── EXERCISE MATERIALS ──

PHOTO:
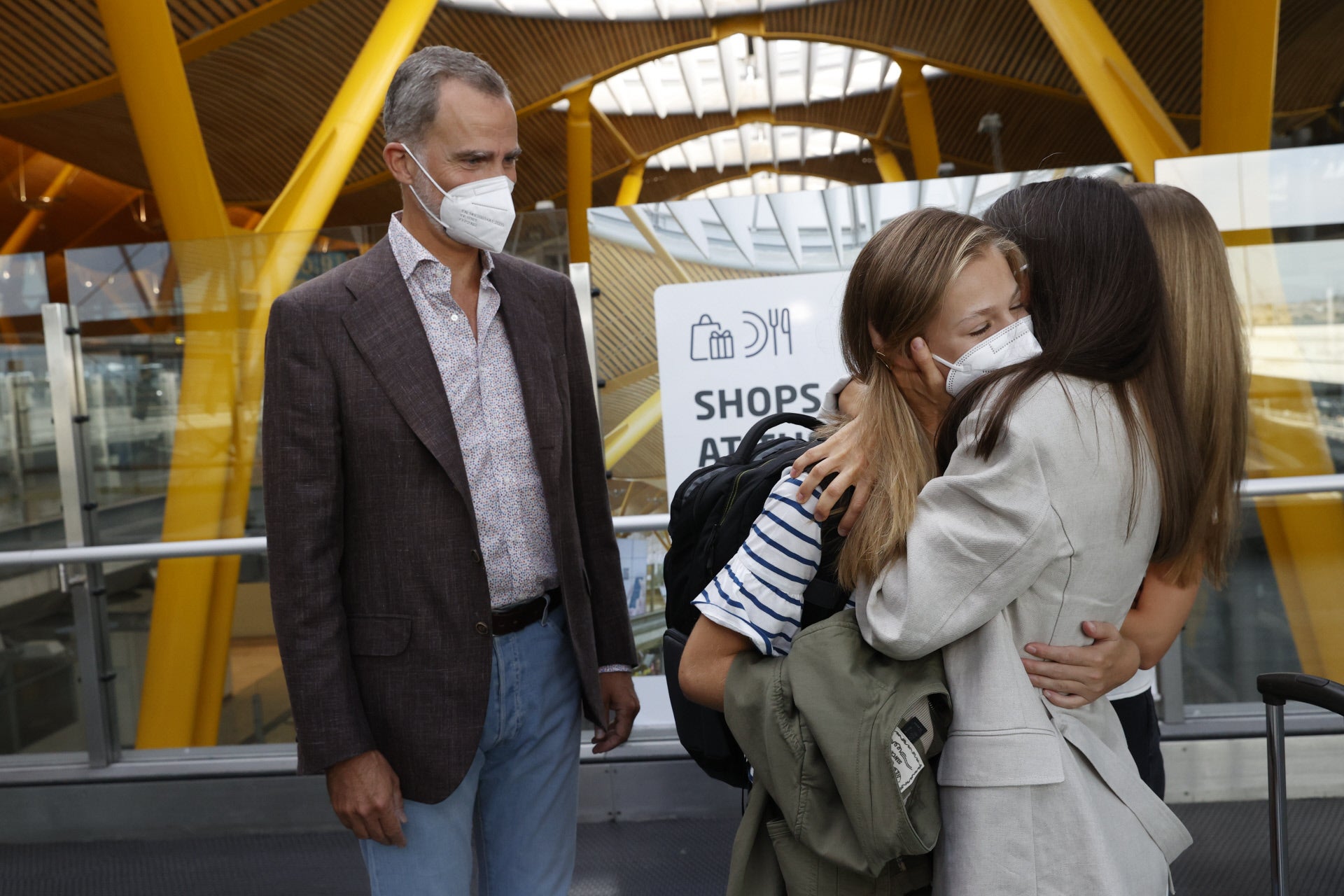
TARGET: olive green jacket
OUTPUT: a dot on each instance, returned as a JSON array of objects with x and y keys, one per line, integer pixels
[{"x": 839, "y": 738}]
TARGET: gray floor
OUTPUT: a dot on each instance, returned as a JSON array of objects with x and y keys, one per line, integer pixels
[{"x": 643, "y": 859}]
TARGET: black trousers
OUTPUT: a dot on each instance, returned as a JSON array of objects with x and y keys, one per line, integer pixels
[{"x": 1139, "y": 719}]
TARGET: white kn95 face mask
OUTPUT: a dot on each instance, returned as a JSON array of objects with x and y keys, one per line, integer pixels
[
  {"x": 1009, "y": 346},
  {"x": 477, "y": 214}
]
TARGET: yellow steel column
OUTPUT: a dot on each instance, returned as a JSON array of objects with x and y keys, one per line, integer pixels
[
  {"x": 889, "y": 167},
  {"x": 578, "y": 148},
  {"x": 1120, "y": 97},
  {"x": 924, "y": 133},
  {"x": 144, "y": 48},
  {"x": 1241, "y": 52},
  {"x": 631, "y": 184},
  {"x": 30, "y": 222},
  {"x": 289, "y": 227}
]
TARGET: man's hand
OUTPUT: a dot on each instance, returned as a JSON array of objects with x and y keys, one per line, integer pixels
[
  {"x": 368, "y": 798},
  {"x": 619, "y": 700},
  {"x": 925, "y": 386},
  {"x": 1073, "y": 678},
  {"x": 843, "y": 456}
]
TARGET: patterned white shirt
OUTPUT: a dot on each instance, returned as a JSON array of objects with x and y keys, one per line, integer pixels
[
  {"x": 487, "y": 402},
  {"x": 758, "y": 594}
]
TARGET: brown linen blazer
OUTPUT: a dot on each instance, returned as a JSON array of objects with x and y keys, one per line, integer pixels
[{"x": 378, "y": 589}]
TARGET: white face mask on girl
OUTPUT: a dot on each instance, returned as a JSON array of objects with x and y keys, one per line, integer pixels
[
  {"x": 1009, "y": 346},
  {"x": 477, "y": 214}
]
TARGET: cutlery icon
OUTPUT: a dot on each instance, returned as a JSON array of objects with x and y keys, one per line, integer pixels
[{"x": 780, "y": 324}]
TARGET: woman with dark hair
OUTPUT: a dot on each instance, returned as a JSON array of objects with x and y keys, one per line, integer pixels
[{"x": 1062, "y": 479}]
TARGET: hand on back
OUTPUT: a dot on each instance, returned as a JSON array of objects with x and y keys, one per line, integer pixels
[{"x": 1073, "y": 678}]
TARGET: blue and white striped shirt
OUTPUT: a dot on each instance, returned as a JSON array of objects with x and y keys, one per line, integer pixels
[{"x": 758, "y": 594}]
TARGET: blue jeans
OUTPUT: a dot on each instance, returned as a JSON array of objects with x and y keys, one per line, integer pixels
[{"x": 522, "y": 789}]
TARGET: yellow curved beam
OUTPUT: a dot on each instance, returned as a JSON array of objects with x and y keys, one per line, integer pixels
[
  {"x": 889, "y": 167},
  {"x": 289, "y": 227},
  {"x": 146, "y": 50},
  {"x": 30, "y": 222},
  {"x": 901, "y": 57},
  {"x": 192, "y": 49},
  {"x": 920, "y": 124},
  {"x": 628, "y": 433},
  {"x": 1119, "y": 94},
  {"x": 1241, "y": 57},
  {"x": 632, "y": 184}
]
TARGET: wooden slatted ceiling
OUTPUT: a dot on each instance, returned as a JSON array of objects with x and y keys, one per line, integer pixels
[
  {"x": 1077, "y": 136},
  {"x": 261, "y": 97},
  {"x": 1310, "y": 54},
  {"x": 49, "y": 46},
  {"x": 1166, "y": 45},
  {"x": 1002, "y": 36}
]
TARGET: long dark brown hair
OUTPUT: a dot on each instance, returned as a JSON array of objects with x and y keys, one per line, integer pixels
[
  {"x": 1100, "y": 314},
  {"x": 1206, "y": 327}
]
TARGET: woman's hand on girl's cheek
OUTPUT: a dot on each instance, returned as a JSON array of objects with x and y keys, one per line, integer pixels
[
  {"x": 925, "y": 387},
  {"x": 841, "y": 454}
]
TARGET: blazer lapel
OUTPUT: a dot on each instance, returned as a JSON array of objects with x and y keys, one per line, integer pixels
[
  {"x": 531, "y": 346},
  {"x": 388, "y": 333}
]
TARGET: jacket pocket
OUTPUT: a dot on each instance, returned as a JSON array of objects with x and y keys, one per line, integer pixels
[
  {"x": 1009, "y": 758},
  {"x": 378, "y": 636}
]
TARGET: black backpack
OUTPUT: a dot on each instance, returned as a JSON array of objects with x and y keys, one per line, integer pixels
[{"x": 711, "y": 516}]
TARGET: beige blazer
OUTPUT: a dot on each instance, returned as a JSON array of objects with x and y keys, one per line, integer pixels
[{"x": 1051, "y": 531}]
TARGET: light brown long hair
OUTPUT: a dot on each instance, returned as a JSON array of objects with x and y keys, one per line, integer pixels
[
  {"x": 1206, "y": 330},
  {"x": 894, "y": 290}
]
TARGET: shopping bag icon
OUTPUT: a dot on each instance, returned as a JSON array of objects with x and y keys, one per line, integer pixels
[{"x": 710, "y": 342}]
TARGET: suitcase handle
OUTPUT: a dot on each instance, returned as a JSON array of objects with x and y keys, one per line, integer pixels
[{"x": 1277, "y": 687}]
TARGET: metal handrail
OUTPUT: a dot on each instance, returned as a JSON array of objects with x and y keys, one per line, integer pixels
[{"x": 622, "y": 524}]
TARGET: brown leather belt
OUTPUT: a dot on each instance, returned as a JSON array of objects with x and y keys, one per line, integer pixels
[{"x": 524, "y": 614}]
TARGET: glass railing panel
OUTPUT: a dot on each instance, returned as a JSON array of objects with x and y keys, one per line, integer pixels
[
  {"x": 30, "y": 493},
  {"x": 1282, "y": 216}
]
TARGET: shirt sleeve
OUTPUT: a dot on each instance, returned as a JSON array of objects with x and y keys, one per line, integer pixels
[
  {"x": 981, "y": 535},
  {"x": 758, "y": 594}
]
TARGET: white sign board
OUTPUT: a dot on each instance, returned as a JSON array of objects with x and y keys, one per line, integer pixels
[{"x": 734, "y": 351}]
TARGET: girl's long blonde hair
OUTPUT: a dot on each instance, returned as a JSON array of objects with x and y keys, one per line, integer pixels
[
  {"x": 1206, "y": 330},
  {"x": 894, "y": 290}
]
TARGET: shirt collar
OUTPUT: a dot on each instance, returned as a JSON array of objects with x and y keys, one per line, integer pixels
[{"x": 410, "y": 253}]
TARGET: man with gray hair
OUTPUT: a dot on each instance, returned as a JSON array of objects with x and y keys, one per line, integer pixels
[{"x": 445, "y": 580}]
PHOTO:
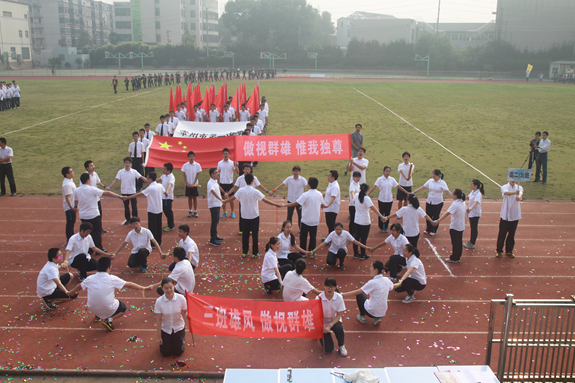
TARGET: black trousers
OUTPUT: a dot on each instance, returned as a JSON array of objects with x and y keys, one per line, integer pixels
[
  {"x": 167, "y": 208},
  {"x": 506, "y": 235},
  {"x": 96, "y": 230},
  {"x": 173, "y": 344},
  {"x": 456, "y": 243},
  {"x": 6, "y": 171},
  {"x": 385, "y": 210},
  {"x": 410, "y": 286},
  {"x": 70, "y": 222},
  {"x": 305, "y": 229},
  {"x": 134, "y": 202},
  {"x": 215, "y": 215},
  {"x": 83, "y": 265},
  {"x": 361, "y": 234},
  {"x": 155, "y": 225},
  {"x": 332, "y": 257},
  {"x": 433, "y": 211},
  {"x": 139, "y": 259},
  {"x": 253, "y": 226},
  {"x": 330, "y": 221},
  {"x": 474, "y": 223}
]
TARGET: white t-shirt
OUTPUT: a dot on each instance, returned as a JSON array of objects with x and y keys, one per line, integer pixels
[
  {"x": 339, "y": 241},
  {"x": 268, "y": 266},
  {"x": 333, "y": 190},
  {"x": 68, "y": 188},
  {"x": 128, "y": 179},
  {"x": 362, "y": 210},
  {"x": 475, "y": 196},
  {"x": 183, "y": 273},
  {"x": 397, "y": 243},
  {"x": 385, "y": 186},
  {"x": 45, "y": 284},
  {"x": 405, "y": 168},
  {"x": 191, "y": 171},
  {"x": 411, "y": 217},
  {"x": 226, "y": 169},
  {"x": 171, "y": 310},
  {"x": 140, "y": 240},
  {"x": 101, "y": 293},
  {"x": 378, "y": 289},
  {"x": 249, "y": 199},
  {"x": 363, "y": 162},
  {"x": 436, "y": 189},
  {"x": 294, "y": 285},
  {"x": 457, "y": 211},
  {"x": 295, "y": 187},
  {"x": 213, "y": 201},
  {"x": 310, "y": 202},
  {"x": 331, "y": 307},
  {"x": 154, "y": 193}
]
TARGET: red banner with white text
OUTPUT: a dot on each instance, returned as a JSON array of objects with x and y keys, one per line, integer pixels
[{"x": 208, "y": 315}]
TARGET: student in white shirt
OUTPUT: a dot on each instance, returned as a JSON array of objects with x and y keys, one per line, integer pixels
[
  {"x": 140, "y": 238},
  {"x": 337, "y": 241},
  {"x": 436, "y": 186},
  {"x": 385, "y": 183},
  {"x": 191, "y": 172},
  {"x": 405, "y": 170},
  {"x": 333, "y": 308},
  {"x": 171, "y": 312},
  {"x": 68, "y": 188},
  {"x": 509, "y": 217},
  {"x": 414, "y": 278},
  {"x": 457, "y": 211},
  {"x": 474, "y": 210},
  {"x": 296, "y": 186},
  {"x": 295, "y": 286},
  {"x": 128, "y": 178},
  {"x": 50, "y": 285},
  {"x": 272, "y": 273},
  {"x": 378, "y": 290}
]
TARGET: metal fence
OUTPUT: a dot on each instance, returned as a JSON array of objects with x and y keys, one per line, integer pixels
[{"x": 536, "y": 342}]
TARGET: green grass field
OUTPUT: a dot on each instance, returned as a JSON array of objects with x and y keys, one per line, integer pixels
[{"x": 488, "y": 125}]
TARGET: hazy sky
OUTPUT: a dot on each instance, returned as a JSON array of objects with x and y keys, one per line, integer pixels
[{"x": 468, "y": 11}]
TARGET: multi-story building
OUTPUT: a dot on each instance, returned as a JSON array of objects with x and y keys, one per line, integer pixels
[
  {"x": 15, "y": 40},
  {"x": 168, "y": 21}
]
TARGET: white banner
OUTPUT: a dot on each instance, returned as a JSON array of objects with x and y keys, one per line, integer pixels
[{"x": 191, "y": 129}]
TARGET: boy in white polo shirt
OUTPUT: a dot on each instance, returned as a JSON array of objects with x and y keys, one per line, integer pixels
[{"x": 128, "y": 178}]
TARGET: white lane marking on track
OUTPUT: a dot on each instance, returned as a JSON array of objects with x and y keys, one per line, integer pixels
[{"x": 426, "y": 135}]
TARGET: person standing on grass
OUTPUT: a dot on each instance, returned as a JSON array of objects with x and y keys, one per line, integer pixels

───

**REQUIRED WORK:**
Reproduce, exactly and with nothing added, the lines from the one that includes "TARGET: green grass field" through the last line of the material.

**RESULT OF THE EXERCISE:**
TARGET: green grass field
OUTPUT: a dot on each instance, returned as a JSON array of objects with x and y keys, one per line, integer pixels
[{"x": 488, "y": 125}]
TARGET: hazy sky
OUTPUT: a dot on each instance, returned as a JSON array of objects with x and y keys, one per line, integer pixels
[{"x": 468, "y": 11}]
TARGET: multi-story building
OUTPUT: a dot on each instance, returned as a JSON array of objects with x and y keys, one per line, integer pixels
[
  {"x": 15, "y": 40},
  {"x": 168, "y": 21}
]
TARGET: white banner
OUTPUT: a dot on each instance, returned as a JSON array of objects with x and y keys, one per line, integer pixels
[{"x": 191, "y": 129}]
TARGET: boy in white polo shirt
OUTPUT: a dot on each instance, returned as a JSON array of objects with x and y keys, one per line, integer pixels
[{"x": 128, "y": 178}]
TARGET: white lane marking on track
OUTPUT: a dot on each instance, returned as a JSON array of objects with x and y keys, one per line, integer pixels
[{"x": 426, "y": 135}]
TARGET: person standing on grass
OUTPUT: a dot on each instance, returned as a JSON array of objects with x and y keys, one per line, integer pixels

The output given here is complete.